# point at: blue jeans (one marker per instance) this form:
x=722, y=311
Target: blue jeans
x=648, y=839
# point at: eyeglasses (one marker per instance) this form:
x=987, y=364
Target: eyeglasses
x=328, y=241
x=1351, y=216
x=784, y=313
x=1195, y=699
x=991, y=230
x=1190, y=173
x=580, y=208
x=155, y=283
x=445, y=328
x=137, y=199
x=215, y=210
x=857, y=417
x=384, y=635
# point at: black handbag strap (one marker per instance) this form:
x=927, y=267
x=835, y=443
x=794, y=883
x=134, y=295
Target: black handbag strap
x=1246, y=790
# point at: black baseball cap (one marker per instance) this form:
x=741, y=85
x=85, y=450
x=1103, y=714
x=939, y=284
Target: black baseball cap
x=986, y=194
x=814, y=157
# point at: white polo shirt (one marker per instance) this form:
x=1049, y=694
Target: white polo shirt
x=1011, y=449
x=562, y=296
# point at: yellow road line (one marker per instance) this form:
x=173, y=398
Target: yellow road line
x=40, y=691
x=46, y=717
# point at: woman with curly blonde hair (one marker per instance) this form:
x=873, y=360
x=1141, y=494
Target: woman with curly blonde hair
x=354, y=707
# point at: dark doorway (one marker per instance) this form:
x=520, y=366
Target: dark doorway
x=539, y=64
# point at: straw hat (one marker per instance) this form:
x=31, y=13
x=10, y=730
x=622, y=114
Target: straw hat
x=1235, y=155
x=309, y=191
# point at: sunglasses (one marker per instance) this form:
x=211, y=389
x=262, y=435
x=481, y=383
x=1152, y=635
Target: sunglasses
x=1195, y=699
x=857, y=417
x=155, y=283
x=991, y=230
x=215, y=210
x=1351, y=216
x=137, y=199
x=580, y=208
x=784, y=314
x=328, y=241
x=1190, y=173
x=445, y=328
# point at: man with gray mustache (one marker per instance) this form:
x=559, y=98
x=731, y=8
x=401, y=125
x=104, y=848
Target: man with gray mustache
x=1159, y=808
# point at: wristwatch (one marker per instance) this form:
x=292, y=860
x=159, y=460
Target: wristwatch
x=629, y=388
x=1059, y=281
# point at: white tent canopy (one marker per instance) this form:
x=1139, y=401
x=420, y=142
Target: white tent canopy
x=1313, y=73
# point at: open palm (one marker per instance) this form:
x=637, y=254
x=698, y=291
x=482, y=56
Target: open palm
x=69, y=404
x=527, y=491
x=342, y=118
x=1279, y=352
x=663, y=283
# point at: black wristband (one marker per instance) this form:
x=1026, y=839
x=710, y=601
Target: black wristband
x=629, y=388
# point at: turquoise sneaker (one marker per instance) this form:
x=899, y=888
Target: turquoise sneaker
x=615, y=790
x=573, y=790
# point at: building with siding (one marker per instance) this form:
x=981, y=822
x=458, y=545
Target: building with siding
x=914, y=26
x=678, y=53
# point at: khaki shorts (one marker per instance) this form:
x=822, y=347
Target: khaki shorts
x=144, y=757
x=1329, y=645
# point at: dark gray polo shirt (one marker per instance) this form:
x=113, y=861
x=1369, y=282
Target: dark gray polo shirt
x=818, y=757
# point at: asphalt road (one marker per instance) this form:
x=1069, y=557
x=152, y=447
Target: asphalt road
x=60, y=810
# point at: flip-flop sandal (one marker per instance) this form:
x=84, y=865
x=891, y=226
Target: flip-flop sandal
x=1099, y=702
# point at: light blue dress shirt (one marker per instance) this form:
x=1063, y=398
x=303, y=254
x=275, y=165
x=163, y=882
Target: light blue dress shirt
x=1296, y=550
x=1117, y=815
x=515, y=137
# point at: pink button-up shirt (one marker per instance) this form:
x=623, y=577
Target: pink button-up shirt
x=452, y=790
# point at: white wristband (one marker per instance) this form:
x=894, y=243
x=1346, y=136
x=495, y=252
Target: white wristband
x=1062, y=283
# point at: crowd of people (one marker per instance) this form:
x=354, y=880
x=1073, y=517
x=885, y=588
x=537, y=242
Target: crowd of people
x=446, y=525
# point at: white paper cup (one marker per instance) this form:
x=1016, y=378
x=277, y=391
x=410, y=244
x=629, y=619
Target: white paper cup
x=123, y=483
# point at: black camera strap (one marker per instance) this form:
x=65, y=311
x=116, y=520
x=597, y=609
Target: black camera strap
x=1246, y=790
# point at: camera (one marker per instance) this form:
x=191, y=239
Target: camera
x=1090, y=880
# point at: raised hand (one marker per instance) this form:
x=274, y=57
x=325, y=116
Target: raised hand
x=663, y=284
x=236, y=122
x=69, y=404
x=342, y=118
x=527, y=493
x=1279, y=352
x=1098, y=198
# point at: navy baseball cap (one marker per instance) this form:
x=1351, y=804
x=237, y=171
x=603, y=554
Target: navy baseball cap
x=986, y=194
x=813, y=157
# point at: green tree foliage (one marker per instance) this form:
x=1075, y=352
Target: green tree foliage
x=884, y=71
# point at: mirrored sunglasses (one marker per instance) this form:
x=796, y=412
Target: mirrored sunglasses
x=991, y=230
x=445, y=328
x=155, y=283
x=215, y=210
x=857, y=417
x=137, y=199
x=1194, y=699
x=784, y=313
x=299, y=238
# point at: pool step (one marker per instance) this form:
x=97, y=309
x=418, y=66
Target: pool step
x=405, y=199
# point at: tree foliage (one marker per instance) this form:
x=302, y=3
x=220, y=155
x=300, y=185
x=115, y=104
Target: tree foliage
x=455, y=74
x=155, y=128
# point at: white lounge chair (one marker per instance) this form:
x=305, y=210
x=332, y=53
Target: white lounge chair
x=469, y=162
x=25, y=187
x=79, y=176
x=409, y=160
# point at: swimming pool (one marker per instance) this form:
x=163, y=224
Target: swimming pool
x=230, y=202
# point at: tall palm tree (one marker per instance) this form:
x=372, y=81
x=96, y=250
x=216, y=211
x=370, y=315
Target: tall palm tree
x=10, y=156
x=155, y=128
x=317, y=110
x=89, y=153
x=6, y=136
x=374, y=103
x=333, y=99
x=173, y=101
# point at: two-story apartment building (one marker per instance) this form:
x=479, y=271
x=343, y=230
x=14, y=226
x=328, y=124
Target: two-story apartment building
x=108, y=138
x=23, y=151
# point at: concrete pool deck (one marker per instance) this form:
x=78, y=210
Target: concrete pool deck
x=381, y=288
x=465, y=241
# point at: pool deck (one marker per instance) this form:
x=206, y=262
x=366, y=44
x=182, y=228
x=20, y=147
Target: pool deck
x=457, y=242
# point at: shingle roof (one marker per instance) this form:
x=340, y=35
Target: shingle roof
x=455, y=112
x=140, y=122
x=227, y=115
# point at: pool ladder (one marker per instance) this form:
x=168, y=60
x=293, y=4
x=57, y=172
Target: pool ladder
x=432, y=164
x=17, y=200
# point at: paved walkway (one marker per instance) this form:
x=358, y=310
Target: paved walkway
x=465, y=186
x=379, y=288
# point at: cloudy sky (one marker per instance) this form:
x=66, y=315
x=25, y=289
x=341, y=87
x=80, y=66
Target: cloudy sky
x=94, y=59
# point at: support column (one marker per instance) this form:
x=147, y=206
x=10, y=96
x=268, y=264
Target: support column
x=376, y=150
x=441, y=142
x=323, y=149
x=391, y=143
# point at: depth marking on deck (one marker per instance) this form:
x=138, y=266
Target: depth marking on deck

* [WHAT THE TASK ASKS]:
Copy out, word for word, only the lines from the one with "x=147, y=206" through the last line of the material above.

* [COMPLETED TASK]:
x=147, y=206
x=10, y=96
x=268, y=264
Target: support column
x=376, y=150
x=441, y=142
x=323, y=149
x=391, y=143
# point at: depth marking on deck (one marker per instance) this form:
x=138, y=266
Target: depth marking on deck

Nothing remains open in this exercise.